[Dataset records]:
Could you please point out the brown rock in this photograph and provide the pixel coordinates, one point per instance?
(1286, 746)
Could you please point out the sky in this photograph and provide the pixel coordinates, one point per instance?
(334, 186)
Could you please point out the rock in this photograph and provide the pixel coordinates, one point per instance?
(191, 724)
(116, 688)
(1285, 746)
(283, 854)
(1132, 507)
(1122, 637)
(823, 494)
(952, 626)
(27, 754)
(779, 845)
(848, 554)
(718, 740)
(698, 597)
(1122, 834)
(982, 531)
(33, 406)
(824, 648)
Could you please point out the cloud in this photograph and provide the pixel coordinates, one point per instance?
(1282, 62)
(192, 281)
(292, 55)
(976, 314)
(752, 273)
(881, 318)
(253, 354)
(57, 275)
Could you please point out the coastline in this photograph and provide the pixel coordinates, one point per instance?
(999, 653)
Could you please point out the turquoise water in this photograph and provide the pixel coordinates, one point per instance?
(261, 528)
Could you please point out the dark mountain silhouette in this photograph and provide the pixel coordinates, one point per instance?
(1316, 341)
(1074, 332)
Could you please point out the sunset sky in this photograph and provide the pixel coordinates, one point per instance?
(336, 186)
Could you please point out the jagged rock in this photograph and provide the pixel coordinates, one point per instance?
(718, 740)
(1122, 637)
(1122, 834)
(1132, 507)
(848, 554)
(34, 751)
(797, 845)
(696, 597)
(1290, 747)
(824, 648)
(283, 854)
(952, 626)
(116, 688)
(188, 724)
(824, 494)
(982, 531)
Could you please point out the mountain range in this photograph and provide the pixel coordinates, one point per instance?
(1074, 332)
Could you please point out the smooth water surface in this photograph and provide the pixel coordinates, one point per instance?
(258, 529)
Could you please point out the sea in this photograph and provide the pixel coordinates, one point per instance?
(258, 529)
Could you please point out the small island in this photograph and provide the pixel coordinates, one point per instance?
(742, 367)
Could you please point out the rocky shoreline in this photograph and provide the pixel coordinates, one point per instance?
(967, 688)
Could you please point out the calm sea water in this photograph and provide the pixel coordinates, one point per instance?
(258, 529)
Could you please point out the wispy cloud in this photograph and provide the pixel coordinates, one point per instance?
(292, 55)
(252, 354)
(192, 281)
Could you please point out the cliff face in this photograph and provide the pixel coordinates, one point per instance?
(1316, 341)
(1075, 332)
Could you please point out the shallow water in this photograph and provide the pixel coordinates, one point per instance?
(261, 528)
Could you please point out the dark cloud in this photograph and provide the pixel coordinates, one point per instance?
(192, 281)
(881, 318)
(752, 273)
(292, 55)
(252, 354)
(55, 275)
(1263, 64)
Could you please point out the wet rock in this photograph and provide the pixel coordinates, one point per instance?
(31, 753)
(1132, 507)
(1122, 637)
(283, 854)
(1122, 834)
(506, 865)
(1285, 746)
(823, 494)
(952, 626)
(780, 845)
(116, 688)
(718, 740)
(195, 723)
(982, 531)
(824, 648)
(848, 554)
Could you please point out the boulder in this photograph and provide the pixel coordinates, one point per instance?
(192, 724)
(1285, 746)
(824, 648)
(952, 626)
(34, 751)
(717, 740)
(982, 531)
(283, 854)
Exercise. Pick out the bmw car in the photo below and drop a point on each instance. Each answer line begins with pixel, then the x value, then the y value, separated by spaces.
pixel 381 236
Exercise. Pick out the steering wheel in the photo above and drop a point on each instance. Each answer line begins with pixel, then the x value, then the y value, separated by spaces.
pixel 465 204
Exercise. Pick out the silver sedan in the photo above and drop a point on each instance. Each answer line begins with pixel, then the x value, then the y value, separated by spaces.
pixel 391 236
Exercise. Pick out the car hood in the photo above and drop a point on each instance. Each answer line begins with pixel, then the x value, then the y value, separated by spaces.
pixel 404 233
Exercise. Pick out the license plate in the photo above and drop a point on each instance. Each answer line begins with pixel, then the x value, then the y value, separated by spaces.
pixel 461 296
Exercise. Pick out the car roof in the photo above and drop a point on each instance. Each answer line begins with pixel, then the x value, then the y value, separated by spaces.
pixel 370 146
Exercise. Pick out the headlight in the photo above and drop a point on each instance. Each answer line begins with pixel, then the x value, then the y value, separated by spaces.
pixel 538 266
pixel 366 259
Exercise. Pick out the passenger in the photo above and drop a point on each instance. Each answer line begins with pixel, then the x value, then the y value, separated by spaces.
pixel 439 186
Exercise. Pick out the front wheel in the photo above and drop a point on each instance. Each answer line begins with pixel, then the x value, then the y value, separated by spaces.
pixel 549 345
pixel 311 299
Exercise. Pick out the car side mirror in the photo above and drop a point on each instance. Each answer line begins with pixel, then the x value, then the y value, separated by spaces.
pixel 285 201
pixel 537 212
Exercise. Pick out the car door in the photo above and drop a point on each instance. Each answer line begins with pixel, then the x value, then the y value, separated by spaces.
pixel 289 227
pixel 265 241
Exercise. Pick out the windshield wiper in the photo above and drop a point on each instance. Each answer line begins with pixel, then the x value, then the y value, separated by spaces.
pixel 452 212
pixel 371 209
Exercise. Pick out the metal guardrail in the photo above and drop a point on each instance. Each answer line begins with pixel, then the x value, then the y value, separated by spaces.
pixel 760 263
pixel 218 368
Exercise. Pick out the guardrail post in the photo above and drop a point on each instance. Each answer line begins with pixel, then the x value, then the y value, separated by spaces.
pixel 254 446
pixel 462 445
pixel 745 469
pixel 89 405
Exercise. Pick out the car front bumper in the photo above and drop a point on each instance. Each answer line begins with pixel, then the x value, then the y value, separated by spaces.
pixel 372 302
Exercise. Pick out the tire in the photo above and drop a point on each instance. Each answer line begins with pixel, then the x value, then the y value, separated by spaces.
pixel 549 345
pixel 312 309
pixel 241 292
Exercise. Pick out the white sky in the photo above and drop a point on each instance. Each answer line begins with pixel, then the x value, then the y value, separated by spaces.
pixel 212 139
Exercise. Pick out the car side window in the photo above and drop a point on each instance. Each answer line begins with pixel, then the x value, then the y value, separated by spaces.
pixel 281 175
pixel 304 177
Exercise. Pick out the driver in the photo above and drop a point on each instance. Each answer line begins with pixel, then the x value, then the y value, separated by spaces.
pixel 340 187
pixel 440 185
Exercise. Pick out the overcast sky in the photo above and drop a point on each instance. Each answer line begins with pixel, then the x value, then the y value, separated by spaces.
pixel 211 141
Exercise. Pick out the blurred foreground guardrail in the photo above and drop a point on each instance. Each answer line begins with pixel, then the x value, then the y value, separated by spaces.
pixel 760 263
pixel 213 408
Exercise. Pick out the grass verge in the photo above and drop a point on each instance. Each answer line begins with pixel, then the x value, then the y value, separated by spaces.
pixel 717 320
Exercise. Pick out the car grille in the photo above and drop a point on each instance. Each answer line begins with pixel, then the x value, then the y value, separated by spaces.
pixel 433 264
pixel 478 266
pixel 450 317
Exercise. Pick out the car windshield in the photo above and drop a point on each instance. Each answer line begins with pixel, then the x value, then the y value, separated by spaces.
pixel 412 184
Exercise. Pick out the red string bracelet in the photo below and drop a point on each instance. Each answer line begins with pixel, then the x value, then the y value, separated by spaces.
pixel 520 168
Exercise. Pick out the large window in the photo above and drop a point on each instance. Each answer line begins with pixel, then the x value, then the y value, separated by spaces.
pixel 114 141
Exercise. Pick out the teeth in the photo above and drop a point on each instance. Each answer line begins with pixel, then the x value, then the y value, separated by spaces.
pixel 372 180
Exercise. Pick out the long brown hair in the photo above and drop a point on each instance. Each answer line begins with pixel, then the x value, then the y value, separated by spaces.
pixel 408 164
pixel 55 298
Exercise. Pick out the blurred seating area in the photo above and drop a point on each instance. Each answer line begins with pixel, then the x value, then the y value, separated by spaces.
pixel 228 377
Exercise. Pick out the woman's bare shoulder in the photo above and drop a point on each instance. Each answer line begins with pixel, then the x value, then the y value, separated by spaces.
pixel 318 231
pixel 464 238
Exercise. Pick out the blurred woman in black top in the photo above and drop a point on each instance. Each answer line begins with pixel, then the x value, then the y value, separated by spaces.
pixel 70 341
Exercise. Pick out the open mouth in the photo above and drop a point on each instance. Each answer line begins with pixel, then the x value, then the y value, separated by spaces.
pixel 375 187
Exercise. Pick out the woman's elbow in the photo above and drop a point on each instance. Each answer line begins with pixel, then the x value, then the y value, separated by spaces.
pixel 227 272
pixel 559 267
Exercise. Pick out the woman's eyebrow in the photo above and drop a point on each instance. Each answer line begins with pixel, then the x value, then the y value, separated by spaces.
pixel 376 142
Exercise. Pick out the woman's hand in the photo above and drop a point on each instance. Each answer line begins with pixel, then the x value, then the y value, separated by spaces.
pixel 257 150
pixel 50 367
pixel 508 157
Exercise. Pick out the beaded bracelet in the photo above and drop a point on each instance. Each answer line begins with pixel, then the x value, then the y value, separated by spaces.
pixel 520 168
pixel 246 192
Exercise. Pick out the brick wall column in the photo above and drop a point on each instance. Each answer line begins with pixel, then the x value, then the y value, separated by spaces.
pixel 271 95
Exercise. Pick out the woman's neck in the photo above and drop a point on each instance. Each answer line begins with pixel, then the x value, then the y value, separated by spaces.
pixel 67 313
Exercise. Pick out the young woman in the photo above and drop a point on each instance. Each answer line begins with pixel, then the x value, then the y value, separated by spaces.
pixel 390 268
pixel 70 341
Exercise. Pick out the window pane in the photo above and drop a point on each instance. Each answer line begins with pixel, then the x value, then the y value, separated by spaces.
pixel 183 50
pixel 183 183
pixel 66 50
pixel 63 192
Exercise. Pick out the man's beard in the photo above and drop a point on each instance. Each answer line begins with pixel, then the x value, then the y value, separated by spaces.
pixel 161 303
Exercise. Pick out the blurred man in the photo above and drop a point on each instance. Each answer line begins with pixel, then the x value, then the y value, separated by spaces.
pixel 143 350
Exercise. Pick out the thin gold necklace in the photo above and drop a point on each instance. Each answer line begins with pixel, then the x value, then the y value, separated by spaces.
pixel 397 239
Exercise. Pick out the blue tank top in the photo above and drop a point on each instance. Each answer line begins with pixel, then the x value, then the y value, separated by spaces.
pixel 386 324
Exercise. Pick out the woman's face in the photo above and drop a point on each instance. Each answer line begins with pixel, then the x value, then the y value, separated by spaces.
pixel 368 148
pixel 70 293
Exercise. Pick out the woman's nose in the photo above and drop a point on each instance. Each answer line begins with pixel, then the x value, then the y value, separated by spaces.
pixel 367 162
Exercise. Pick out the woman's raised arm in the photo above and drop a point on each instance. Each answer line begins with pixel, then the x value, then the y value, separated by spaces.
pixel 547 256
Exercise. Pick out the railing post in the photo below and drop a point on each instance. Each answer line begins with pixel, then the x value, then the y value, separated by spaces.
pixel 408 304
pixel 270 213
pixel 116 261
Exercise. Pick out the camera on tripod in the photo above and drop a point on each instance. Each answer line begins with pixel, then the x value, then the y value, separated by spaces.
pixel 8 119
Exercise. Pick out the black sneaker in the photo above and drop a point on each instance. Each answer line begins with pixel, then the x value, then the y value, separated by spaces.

[Description of the task]: Please copy the line holding "Exercise. Pick out the man's" and all lines after it to the end of the records, exactly, and nothing else.

[Solution]:
Exercise. Pick out the man's beard in the photo above and drop a point on each instance. Each answer line begins with pixel, then the x value, then the y value, separated by spaces.
pixel 161 303
Exercise. Pick out the blurred man in the photo above and drop a point on each instance. Each answer line begins with pixel, then the x value, then the y value, separated by spaces.
pixel 143 350
Exercise. Pick out the thin gold necklace in the photo above and drop a point on each instance. Each answer line begins with pixel, then the x value, then the y value, separated by spaces.
pixel 397 239
Exercise. Pick out the blue tank top in the photo above and drop a point on each instance. Each answer line begins with pixel, then the x value, then the y value, separated by spaces.
pixel 386 324
Exercise. Pick out the woman's face in the photo above and drop a point on each instance. Each answer line begins with pixel, then the x value, then the y value, separated by spaces.
pixel 368 148
pixel 70 293
Exercise. Pick out the woman's nose in the photo above and drop a point on each instance. Each answer line begins with pixel, then the x value, then the y value, separated by spaces.
pixel 367 162
Exercise. Pick out the woman's raised arm in the photo above and drop a point on each instance. Each answer line begins with pixel, then the x value, then the y value, separated by spaces.
pixel 547 256
Exercise. Pick out the railing post in the photo below and drop a point on each instance. Each answer line begins with pixel, then the x value, then the y value, separated by spaces.
pixel 408 304
pixel 270 213
pixel 116 261
Exercise. Pick out the camera on tripod in the photo above and drop a point on each instance. Each answer line begins with pixel, then the x value, then the y value, separated by spaces.
pixel 8 119
Exercise. Pick out the black sneaker in the photo above and drop a point on each instance. Each answer line begins with pixel, then the x value, then the y value, separated by spaces.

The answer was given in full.